## Extrait du document
++++++

Patrimoine commun
Tout innovateur, et en fait chacun de nous, doit aujourd’hui se demander s’il se place dans l’économie de prédation ou dans l’économie de paix.
Thierry Crouzet, écrivain et blogueur
Introduction à l’économie de paix
Le médecin suisse Didier Pittet, inventeur avec le pharmacien William Griffith de la solution hydro-alcoolique de désinfection des mains, choisit de ne pas déposer de brevet sur la formule de ce gel afin qu’il puisse se diffuser ainsi à grande échelle et à moindre coût. Par cette décision, et en donnant la recette de cette solution à l'OMS, l’usage de cette solution s’est répandu dans les hôpitaux partout dans le monde, y compris dans les pays du Sud, en permettant de lutter contre les maladies nosocomiales et de sauver des millions de vies tous les ans. Un résultat qui n’aurait pu être atteint si la formule avait été brevetée et exploitée par un laboratoire pharmaceutique avec une exclusivité.
L’acte de don n’est pas un geste anti-économique. Au contraire, il permet l’avènement d’une nouvelle économie, refondée sur des principes qui remplacent la compétition par la coopération et la recherche du profit par des valeurs à atteindre.

++++++

## Données enregistrées
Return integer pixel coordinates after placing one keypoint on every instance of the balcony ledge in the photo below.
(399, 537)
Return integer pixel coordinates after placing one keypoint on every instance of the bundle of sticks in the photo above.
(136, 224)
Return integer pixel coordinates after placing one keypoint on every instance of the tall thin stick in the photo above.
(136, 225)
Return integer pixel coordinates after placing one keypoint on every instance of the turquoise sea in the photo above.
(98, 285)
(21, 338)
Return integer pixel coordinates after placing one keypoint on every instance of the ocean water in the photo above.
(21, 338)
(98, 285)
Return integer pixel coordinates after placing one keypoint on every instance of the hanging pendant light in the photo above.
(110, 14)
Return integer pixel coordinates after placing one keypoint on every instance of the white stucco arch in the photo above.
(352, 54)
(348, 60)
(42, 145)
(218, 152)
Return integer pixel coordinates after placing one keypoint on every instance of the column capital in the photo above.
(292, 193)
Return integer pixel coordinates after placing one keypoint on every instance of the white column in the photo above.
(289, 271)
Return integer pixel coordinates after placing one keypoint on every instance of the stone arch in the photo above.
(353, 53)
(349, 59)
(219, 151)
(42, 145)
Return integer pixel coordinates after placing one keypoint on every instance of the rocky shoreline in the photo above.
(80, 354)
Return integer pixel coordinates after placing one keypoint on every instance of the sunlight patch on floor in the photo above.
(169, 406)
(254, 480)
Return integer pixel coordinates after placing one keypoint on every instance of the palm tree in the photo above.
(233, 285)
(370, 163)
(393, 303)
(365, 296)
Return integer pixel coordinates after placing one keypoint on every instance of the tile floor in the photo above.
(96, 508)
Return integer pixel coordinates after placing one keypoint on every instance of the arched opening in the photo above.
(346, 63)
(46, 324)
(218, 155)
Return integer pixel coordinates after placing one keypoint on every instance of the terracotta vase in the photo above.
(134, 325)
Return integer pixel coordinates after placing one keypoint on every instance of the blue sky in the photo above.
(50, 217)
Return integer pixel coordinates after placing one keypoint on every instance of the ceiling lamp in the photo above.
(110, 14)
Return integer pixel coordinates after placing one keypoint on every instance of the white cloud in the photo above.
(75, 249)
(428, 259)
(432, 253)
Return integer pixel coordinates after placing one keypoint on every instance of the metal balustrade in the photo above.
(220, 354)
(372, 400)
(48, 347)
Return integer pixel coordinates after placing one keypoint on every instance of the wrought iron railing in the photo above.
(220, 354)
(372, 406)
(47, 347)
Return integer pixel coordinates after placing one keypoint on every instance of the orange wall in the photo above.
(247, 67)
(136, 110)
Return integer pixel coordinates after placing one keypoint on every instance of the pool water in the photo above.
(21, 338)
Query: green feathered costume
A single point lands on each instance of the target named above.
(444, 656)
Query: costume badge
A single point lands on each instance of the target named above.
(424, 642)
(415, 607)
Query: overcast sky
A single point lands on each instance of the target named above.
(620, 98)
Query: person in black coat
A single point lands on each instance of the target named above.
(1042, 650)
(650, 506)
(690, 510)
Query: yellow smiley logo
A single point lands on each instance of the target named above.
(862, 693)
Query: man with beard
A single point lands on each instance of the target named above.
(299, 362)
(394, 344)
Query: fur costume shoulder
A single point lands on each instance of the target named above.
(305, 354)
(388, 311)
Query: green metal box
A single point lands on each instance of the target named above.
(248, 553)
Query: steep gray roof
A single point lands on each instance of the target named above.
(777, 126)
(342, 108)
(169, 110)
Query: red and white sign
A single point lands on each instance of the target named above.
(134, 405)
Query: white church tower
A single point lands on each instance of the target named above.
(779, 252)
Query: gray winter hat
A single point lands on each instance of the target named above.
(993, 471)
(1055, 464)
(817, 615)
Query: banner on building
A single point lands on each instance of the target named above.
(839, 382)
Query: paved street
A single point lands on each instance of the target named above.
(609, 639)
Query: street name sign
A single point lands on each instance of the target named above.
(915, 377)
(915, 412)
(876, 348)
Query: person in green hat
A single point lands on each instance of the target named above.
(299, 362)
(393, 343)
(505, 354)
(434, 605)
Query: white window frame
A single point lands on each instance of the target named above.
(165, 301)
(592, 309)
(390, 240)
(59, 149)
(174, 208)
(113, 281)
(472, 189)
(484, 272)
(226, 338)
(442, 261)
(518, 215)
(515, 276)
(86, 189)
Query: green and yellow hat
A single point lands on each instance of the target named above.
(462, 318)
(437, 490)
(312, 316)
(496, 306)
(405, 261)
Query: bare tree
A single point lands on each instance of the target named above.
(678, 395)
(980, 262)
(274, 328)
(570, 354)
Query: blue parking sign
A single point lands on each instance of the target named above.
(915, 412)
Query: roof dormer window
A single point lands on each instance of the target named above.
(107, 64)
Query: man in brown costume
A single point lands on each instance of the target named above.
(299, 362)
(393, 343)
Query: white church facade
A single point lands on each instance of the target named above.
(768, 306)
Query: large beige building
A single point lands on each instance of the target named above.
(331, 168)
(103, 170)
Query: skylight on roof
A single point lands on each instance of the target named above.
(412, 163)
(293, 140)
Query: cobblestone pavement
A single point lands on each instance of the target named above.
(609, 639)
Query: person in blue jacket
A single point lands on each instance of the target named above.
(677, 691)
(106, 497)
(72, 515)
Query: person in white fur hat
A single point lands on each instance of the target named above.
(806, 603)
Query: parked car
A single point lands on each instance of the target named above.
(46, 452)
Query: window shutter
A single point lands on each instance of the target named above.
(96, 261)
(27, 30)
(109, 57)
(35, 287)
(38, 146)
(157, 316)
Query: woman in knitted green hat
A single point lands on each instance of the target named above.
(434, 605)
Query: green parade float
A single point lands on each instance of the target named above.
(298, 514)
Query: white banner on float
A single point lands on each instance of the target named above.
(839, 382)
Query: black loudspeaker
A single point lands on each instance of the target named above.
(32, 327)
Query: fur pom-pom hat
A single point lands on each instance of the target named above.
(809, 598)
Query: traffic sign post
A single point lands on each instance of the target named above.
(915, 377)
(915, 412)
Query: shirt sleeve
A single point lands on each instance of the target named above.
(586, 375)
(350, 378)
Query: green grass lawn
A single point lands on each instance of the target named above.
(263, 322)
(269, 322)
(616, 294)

++++++

## Consigne 1
Recopiez le passage sur l’économie de paix compris entre « Patrimoine commun » et « l’économie de paix. », inclus, en substituant « entrepreneur » à « innovateur ».
## Consigne 2
Prolongez le texte sur l’économie de paix au-delà de sa dernière phrase.
La liste n’intervient pas dans ce travail.

## Réponse attendue 1
Patrimoine commun
Tout entrepreneur, et en fait chacun de nous, doit aujourd’hui se demander s’il se place dans l’économie de prédation ou dans l’économie de paix.

## Réponse attendue 2
Les laboratoires pharmaceutiques qui fabriquent aujourd’hui la solution hydro-alcoolique inventée par Didier Pittet ont une activité économique liée à la vente du produit, mais ils se sont également rassemblés en un consortium destiné à promouvoir l’hygiène des mains pour sauver des vies. La mise en partage de la ressource alimente donc un cercle vertueux, dont le livre de Crouzet, publié en CC et traduit en six langues avec le soutien de ce consortium, est aussi une manifestation directe.
Le partage de la connaissance sous licences ouvertes est par ailleurs une forme de protection de notre patrimoine informationnel commun contre les enclosures potentielles, qu’elles proviennent du marché autant des États.
D'après l'article de Lionel Maurel du 14 juin 2014, Du brevet comme arme de guerre au don comme acte de paix.
Anthologie des actes de don
Tableau par Sylvia Fredriksson depuis l'article Du brevet comme arme de guerre au don comme acte de paix (Lionel Maurel, 14 Juin 2014)
Qui
Quand
Quoi
Impact
Elon Musk (Tesla)
2014
Une partie des brevets de Tesla, fabricant de voitures électriques, sont accessibles.
Innovation dans le secteur des voitures électriques favorisant leur développement au niveau mondial.
Didier Pittet
1995
Adoption accélérée et mondiale dans les hôpitaux. Amélioration de la lutte contre les maladies nosocomiales.
1993
Invention des technologies à la base du web mise dans le domaine public.
1955
Invention du vaccin contre la polio mis dans le domaine public.
Pour financer ses recherches, Marie Curie préféra recourir à des souscriptions, ce qui en fait une des précurseurs du crowdfunding.
Louis Daguerre
1839
Vers une économie des communs ?
La mise sous dépendance par la dépossession est au principe des formes modernes de domination, alors il n’y a rien d’étonnant à ce que la dépossession caractérise, comme le notait Simone Weil en 1934, le pouvoir à l’ère industrielle.
Aurélien Berlan, Pouvoir et dépendance (2016)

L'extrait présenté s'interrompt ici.